[Opening Dataset excerpts section]
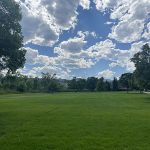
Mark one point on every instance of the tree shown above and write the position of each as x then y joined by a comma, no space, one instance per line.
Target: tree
73,84
81,84
12,56
107,86
115,84
142,65
100,84
91,83
126,81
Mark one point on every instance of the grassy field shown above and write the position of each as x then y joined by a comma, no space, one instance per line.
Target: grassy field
75,121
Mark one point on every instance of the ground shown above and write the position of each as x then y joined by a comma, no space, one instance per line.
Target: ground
75,121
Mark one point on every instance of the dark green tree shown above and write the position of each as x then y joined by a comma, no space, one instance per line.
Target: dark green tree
142,65
81,84
100,84
72,84
107,86
91,83
126,81
115,84
12,55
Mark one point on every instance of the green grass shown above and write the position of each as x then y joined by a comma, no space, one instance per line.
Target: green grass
75,121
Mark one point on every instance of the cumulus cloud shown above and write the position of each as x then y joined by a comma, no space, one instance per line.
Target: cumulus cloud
44,20
107,74
130,16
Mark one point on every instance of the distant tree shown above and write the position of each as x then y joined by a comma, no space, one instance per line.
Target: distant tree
49,82
100,84
115,84
81,84
12,56
72,84
126,81
142,65
107,86
91,83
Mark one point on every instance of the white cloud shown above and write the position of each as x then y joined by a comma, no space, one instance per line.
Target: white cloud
44,20
130,16
107,74
127,31
85,4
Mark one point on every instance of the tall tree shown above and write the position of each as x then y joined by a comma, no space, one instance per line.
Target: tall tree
91,83
126,81
100,84
142,65
115,84
12,56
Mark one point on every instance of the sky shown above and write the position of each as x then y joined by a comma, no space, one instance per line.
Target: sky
83,38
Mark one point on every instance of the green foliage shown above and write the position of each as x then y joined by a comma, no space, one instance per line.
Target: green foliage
142,64
115,85
100,84
91,83
75,121
126,81
12,56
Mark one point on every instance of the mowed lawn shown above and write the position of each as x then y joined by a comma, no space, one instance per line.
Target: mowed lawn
75,121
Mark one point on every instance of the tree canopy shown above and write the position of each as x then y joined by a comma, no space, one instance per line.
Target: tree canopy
142,65
12,55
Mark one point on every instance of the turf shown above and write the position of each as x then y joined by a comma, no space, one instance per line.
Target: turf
75,121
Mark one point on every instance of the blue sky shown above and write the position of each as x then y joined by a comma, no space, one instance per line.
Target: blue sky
83,37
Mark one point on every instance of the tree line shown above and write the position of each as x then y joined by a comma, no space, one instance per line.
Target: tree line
12,57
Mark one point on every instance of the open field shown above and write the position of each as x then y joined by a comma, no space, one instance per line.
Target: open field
75,121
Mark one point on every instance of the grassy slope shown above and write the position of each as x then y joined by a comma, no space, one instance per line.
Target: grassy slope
75,121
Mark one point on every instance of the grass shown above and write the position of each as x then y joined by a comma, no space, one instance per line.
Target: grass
75,121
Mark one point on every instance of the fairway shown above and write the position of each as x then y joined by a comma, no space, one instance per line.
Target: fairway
75,121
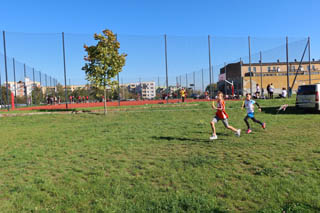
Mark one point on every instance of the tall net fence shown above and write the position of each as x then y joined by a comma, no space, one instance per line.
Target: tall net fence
157,67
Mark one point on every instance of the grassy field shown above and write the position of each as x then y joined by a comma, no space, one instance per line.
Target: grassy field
159,159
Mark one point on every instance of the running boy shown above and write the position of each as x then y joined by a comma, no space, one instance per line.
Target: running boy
249,105
221,115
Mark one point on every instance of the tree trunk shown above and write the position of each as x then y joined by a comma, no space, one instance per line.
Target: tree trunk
105,101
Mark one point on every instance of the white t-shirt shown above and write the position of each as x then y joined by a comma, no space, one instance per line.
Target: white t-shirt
257,89
271,88
284,93
249,105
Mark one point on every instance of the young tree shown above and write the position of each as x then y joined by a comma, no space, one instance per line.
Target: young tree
103,61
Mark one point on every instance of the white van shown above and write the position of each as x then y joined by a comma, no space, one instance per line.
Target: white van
308,96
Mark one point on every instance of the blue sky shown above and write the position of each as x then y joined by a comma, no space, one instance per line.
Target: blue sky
33,29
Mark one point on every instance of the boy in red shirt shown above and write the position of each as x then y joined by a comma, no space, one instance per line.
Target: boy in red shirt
221,115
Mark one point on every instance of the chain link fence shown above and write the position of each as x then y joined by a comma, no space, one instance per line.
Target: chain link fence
202,65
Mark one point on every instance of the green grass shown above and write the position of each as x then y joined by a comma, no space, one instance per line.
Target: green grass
159,159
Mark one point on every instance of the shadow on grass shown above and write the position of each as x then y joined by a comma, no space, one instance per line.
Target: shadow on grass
169,138
289,110
63,110
56,110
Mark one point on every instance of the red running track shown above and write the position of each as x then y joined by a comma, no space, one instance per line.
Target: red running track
100,104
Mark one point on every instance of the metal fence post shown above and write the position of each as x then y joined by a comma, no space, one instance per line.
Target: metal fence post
260,71
287,58
202,83
309,51
40,78
6,68
0,92
225,83
65,71
166,60
250,68
194,81
118,89
210,78
25,83
186,81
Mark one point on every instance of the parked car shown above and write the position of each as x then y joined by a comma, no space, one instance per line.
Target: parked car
308,97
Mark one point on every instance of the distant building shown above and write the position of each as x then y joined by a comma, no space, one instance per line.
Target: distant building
147,90
23,88
273,72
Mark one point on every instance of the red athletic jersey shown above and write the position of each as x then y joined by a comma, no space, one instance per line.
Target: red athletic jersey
221,113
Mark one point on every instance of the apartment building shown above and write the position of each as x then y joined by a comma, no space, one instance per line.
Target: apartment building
22,88
267,73
147,90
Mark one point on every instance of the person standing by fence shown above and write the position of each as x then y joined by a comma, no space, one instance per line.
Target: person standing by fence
271,91
183,95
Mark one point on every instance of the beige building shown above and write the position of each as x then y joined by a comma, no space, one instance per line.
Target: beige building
267,73
147,90
22,88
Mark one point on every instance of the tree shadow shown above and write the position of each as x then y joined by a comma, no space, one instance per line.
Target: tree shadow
56,110
169,138
289,110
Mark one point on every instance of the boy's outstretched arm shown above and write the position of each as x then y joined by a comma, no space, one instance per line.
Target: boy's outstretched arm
213,106
242,107
258,107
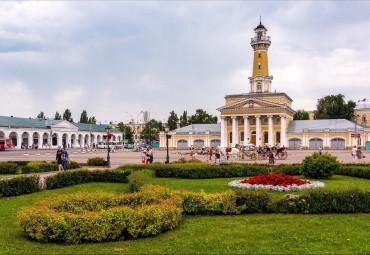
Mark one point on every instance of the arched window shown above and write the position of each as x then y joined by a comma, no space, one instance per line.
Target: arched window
259,87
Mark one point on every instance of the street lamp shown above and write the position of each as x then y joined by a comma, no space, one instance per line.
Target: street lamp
107,129
167,136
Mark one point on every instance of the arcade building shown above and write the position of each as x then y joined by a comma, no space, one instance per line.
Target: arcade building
264,117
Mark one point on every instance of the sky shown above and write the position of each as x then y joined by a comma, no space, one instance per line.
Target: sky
115,59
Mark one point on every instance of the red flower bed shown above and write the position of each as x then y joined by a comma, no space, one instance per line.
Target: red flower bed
275,180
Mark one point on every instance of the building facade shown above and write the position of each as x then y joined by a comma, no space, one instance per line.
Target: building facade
263,117
53,133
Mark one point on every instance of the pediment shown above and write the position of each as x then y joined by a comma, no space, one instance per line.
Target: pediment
65,126
251,104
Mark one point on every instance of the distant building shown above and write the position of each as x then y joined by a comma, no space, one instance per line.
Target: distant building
264,117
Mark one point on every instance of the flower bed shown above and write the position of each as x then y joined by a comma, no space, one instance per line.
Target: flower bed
276,182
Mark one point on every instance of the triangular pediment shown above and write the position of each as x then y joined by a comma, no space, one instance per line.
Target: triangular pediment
251,104
65,125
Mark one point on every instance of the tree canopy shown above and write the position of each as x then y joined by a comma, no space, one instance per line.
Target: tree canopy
127,131
172,120
301,115
202,117
67,115
334,107
151,130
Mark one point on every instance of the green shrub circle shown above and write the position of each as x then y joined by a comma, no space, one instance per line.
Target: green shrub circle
99,217
320,166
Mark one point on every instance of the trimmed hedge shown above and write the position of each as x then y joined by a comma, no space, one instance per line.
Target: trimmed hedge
98,161
69,178
19,186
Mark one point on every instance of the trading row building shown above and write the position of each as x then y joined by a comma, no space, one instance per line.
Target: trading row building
264,117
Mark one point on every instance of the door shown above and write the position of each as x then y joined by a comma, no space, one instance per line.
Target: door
315,143
338,144
215,143
198,143
182,144
295,143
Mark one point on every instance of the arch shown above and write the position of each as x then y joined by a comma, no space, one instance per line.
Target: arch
182,144
215,143
294,143
198,143
14,136
26,139
315,142
54,139
338,143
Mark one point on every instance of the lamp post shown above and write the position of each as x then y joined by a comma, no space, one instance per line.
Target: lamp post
107,129
167,136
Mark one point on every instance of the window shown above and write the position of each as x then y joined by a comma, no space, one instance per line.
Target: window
259,87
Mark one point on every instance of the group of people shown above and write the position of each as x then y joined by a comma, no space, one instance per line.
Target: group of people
62,158
147,155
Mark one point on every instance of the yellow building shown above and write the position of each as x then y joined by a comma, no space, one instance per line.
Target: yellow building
263,117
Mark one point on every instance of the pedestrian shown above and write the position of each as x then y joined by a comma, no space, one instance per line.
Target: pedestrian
320,150
359,154
354,153
58,158
65,159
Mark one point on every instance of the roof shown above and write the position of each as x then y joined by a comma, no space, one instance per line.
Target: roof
362,107
200,129
313,126
16,122
258,94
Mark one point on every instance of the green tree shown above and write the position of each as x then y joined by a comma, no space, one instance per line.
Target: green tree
127,132
202,117
57,116
41,115
151,130
334,107
184,121
172,120
84,118
67,115
301,115
92,120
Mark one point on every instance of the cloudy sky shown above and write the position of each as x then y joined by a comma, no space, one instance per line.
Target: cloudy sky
124,56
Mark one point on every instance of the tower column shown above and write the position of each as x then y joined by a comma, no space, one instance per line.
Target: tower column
270,131
235,131
247,131
258,131
283,130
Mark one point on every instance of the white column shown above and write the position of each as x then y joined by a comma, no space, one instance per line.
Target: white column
271,131
247,131
258,131
283,130
235,131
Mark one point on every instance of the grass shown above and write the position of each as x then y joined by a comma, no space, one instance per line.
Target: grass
251,234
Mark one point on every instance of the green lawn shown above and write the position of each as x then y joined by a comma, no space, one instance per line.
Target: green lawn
244,234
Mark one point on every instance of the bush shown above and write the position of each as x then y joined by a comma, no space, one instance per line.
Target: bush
69,178
19,186
9,168
98,217
320,166
96,162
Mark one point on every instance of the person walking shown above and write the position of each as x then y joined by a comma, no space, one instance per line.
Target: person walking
58,158
65,159
354,153
359,154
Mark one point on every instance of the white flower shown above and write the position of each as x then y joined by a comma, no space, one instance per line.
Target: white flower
294,187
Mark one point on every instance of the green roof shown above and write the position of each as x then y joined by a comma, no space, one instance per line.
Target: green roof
16,122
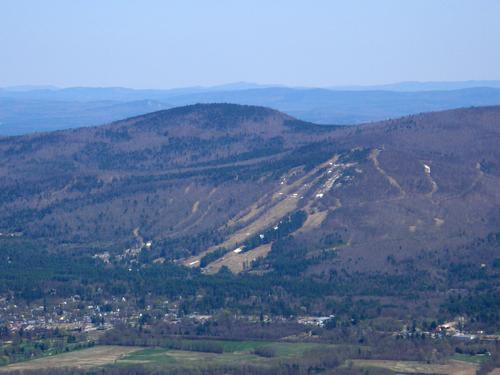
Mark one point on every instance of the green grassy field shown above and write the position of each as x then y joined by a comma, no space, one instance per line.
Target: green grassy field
234,352
478,359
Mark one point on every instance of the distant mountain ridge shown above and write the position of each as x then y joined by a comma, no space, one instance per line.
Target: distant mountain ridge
25,110
201,178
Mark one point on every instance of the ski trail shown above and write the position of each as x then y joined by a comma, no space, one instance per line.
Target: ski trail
434,186
374,158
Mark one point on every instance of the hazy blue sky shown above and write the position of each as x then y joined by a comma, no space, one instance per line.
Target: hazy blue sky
162,44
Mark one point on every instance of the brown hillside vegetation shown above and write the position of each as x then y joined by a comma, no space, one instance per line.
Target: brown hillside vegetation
197,178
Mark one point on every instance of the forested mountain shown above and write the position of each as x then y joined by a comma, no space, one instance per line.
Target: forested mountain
200,178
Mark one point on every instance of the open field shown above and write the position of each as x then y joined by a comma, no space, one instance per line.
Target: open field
85,358
412,367
234,353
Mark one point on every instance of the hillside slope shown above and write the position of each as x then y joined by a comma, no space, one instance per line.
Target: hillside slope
233,181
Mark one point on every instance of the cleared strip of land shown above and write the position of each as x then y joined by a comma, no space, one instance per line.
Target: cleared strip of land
85,358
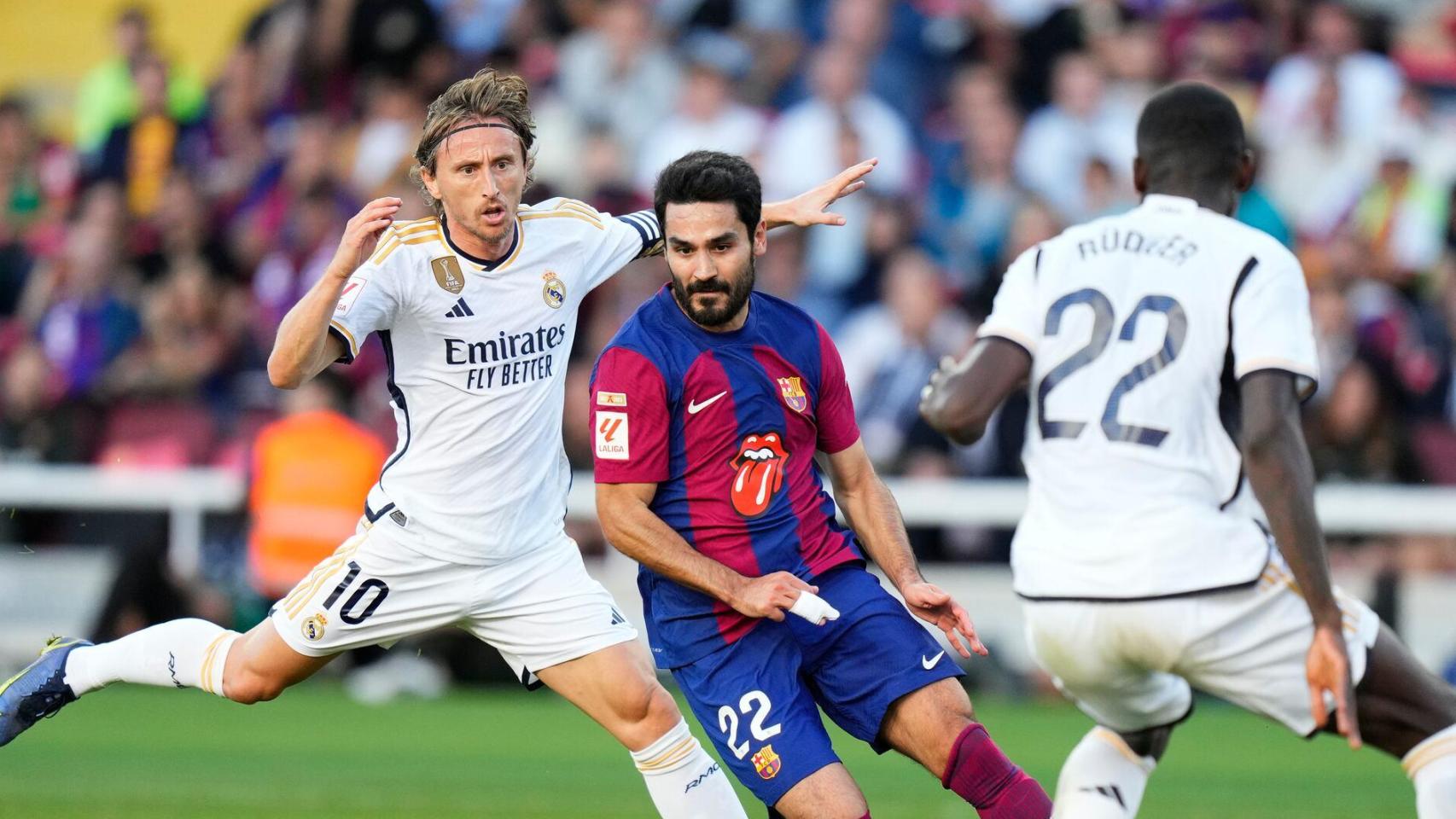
[Closing Dataset excerpts section]
■ **Action item**:
Transcribe exactly the span of lines from the line holding "Mark one point on every instance of the cleared" through the last line above, both included. Pictures stay out.

■ **Expected output**:
Mark one point on every instance of the cleared strip of land shown above and write the position of each as x then y joined by a comma, no space, one instance per line.
Target: cleared strip of land
85,358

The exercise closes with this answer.